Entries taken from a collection
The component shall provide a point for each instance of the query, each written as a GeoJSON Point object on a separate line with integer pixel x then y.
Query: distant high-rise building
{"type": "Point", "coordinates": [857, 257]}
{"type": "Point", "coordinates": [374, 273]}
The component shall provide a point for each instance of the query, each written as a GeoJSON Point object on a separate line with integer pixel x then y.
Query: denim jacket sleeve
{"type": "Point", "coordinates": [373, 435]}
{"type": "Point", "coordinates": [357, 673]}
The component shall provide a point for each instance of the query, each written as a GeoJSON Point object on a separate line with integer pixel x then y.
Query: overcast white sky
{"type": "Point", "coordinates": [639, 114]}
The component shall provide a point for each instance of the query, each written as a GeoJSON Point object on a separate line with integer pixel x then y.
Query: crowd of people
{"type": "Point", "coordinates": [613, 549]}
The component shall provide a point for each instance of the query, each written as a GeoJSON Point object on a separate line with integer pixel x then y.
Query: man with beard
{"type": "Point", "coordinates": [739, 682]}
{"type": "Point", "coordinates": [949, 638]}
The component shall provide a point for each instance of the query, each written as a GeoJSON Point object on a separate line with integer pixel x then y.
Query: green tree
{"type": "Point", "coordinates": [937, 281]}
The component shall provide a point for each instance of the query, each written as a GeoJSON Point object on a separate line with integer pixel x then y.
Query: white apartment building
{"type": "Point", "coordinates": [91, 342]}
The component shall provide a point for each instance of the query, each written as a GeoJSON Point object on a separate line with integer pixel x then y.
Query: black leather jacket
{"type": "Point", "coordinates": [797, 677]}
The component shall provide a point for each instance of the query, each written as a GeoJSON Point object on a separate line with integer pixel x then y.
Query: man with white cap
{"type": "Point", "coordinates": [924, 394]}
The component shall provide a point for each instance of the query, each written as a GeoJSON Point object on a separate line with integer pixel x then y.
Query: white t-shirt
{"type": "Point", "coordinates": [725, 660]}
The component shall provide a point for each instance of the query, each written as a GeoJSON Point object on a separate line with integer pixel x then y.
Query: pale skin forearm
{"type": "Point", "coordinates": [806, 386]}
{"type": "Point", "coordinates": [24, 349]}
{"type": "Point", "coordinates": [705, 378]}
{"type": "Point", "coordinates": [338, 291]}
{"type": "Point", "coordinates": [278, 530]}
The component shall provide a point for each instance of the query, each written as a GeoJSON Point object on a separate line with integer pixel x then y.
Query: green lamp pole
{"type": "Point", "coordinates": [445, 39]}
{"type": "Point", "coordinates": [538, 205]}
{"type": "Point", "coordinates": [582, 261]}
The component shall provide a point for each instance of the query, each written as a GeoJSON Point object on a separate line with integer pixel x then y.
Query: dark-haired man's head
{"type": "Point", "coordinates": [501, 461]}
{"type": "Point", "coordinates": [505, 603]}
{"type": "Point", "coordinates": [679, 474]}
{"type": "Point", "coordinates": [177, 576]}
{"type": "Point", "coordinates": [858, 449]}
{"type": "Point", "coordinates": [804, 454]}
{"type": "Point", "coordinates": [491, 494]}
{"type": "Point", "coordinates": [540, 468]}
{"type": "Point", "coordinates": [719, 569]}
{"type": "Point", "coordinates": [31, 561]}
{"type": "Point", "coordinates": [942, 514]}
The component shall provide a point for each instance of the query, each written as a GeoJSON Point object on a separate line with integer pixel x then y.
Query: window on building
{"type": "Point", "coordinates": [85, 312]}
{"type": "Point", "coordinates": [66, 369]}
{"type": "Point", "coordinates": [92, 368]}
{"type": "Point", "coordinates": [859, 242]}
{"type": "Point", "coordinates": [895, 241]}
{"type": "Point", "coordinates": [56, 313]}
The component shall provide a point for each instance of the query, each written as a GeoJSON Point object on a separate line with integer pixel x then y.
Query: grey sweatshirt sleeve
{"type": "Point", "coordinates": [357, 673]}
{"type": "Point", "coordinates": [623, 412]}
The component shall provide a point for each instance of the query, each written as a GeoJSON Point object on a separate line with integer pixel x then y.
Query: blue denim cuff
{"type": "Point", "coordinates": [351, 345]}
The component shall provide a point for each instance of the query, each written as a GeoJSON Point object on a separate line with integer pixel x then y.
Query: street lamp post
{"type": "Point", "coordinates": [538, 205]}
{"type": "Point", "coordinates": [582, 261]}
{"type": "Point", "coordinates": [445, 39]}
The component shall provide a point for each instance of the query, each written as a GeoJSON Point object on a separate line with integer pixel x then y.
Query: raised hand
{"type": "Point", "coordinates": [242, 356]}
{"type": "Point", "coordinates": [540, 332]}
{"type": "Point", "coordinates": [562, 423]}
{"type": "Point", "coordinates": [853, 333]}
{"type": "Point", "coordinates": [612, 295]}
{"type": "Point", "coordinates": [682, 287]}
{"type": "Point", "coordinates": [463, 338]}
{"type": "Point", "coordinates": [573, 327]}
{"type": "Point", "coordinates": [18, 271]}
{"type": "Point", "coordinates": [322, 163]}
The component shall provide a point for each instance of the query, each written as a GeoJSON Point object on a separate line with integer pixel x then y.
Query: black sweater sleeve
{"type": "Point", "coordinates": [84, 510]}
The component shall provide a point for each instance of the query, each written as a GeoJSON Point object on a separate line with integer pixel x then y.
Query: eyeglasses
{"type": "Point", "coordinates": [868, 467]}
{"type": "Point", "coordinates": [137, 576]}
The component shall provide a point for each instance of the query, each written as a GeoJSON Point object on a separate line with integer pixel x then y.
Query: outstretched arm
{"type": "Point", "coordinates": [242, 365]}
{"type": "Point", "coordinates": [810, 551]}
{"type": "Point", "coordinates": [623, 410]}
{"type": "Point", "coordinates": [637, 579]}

§ **TASK INSTRUCTIONS**
Every entry must appear again in the answer, exactly as written.

§ **EXERCISE RESULT**
The component shall provide a point for each instance of the query, each written as a GeoJSON Point object on a separate line with integer pixel x then y.
Query: distant high-rise building
{"type": "Point", "coordinates": [857, 257]}
{"type": "Point", "coordinates": [374, 273]}
The component shall provide a point for each instance of the query, each written as a GeoJSON Point object on a separate line with integer pixel x then y.
Query: denim jacket sleeve
{"type": "Point", "coordinates": [373, 435]}
{"type": "Point", "coordinates": [357, 673]}
The component shall provide a point for each instance of the query, each written as a GeoJSON Point object on a separate line with integer pixel x then y.
Query: overcast white sky
{"type": "Point", "coordinates": [639, 114]}
The component shall provide a point for each instance of the query, each written as a GeoJSON Point object on a separate line with integer pixel x then y.
Query: crowd of people
{"type": "Point", "coordinates": [613, 549]}
The component shall provide a point for each instance of the query, each written as a GeoJSON Point object on a separate line with integer pixel x then y.
Query: man with beard
{"type": "Point", "coordinates": [739, 682]}
{"type": "Point", "coordinates": [949, 638]}
The component shall provide a point for each instance of the query, each written as a GeoJSON Point object on a separate line with integer pixel x then y.
Query: green tree
{"type": "Point", "coordinates": [937, 281]}
The component shall provide a point for each instance of the query, each written as a GeoJSON Point object on a separate line with integer pixel x then y.
Query: white apartment building
{"type": "Point", "coordinates": [91, 342]}
The component shall provide a point for each instance of the query, each written as a GeoJSON Point object on a separate line with integer pixel x then y.
Query: black leather jacket
{"type": "Point", "coordinates": [797, 677]}
The component shall provide a point for each instance of the query, each written as a GeoJSON Point object on a separate line with integer pixel x then y.
Query: man with white cap
{"type": "Point", "coordinates": [924, 394]}
The component shall provide a point for each instance of the query, each written as a GeoJSON Point object on a separate line with integer pixel x then y.
Query: white t-shirt
{"type": "Point", "coordinates": [725, 660]}
The component shall provide a point for each instance of the query, each written as a GeoJSON Point object on a separate line with integer pixel x then y.
Query: pale skin forearm
{"type": "Point", "coordinates": [806, 386]}
{"type": "Point", "coordinates": [24, 349]}
{"type": "Point", "coordinates": [705, 378]}
{"type": "Point", "coordinates": [338, 291]}
{"type": "Point", "coordinates": [278, 530]}
The component shall provide a point for each instance of the query, each written as a GeoJSON Point object on a separate line with integer pixel x then y.
Query: green lamp pole
{"type": "Point", "coordinates": [445, 39]}
{"type": "Point", "coordinates": [538, 205]}
{"type": "Point", "coordinates": [582, 261]}
The component shall provide a point for each instance of the query, each written as a GeoJSON Point object on a separate line with integer pixel x then y.
Query: dark-haired man's head
{"type": "Point", "coordinates": [501, 461]}
{"type": "Point", "coordinates": [505, 603]}
{"type": "Point", "coordinates": [679, 474]}
{"type": "Point", "coordinates": [177, 576]}
{"type": "Point", "coordinates": [858, 449]}
{"type": "Point", "coordinates": [804, 454]}
{"type": "Point", "coordinates": [491, 494]}
{"type": "Point", "coordinates": [540, 468]}
{"type": "Point", "coordinates": [719, 569]}
{"type": "Point", "coordinates": [31, 561]}
{"type": "Point", "coordinates": [942, 514]}
The component shall provide a point for each instance of the query, each written as a GeoJSON Point object on a separate line with integer pixel x then y.
Query: window on building
{"type": "Point", "coordinates": [85, 312]}
{"type": "Point", "coordinates": [66, 369]}
{"type": "Point", "coordinates": [92, 368]}
{"type": "Point", "coordinates": [859, 242]}
{"type": "Point", "coordinates": [895, 241]}
{"type": "Point", "coordinates": [56, 313]}
The component shall provide a point for each instance of the query, each written as a GeoJSON Point object on a separate line with integer pixel x then y.
Query: grey sweatshirt sleeve
{"type": "Point", "coordinates": [357, 673]}
{"type": "Point", "coordinates": [623, 412]}
The component shall provide a point for each instance of the query, each written as a GeoJSON Point object on a separate line with integer pixel x then y.
Query: blue denim cuff
{"type": "Point", "coordinates": [351, 345]}
The component shall provide a point for each instance of the query, each written as a GeoJSON Point object on a separate line with integer pixel x then y.
Query: street lamp post
{"type": "Point", "coordinates": [538, 205]}
{"type": "Point", "coordinates": [582, 261]}
{"type": "Point", "coordinates": [445, 39]}
The component shall provide a point for each instance of the query, each written as a GeoJSON Point object on a separate line with integer pixel x then y.
Query: raised hand
{"type": "Point", "coordinates": [242, 356]}
{"type": "Point", "coordinates": [540, 332]}
{"type": "Point", "coordinates": [562, 423]}
{"type": "Point", "coordinates": [853, 333]}
{"type": "Point", "coordinates": [612, 295]}
{"type": "Point", "coordinates": [682, 287]}
{"type": "Point", "coordinates": [463, 338]}
{"type": "Point", "coordinates": [573, 327]}
{"type": "Point", "coordinates": [18, 271]}
{"type": "Point", "coordinates": [322, 163]}
The component shall provide a point for each instance of the query, each written as a GeoJSON Point object on a separate line with integer pixel x then y.
Query: black sweater sleeve
{"type": "Point", "coordinates": [84, 510]}
The component shall provide a point for each instance of the query, each written as a GeoJSON Point object on a separate line with integer pixel x then y.
Query: eyeglasses
{"type": "Point", "coordinates": [868, 467]}
{"type": "Point", "coordinates": [137, 576]}
The component shall provide a point for each instance of the query, each written as a GeoJSON Point object on a separate line with integer pixel x then y.
Query: outstretched arm
{"type": "Point", "coordinates": [242, 365]}
{"type": "Point", "coordinates": [810, 551]}
{"type": "Point", "coordinates": [623, 410]}
{"type": "Point", "coordinates": [637, 579]}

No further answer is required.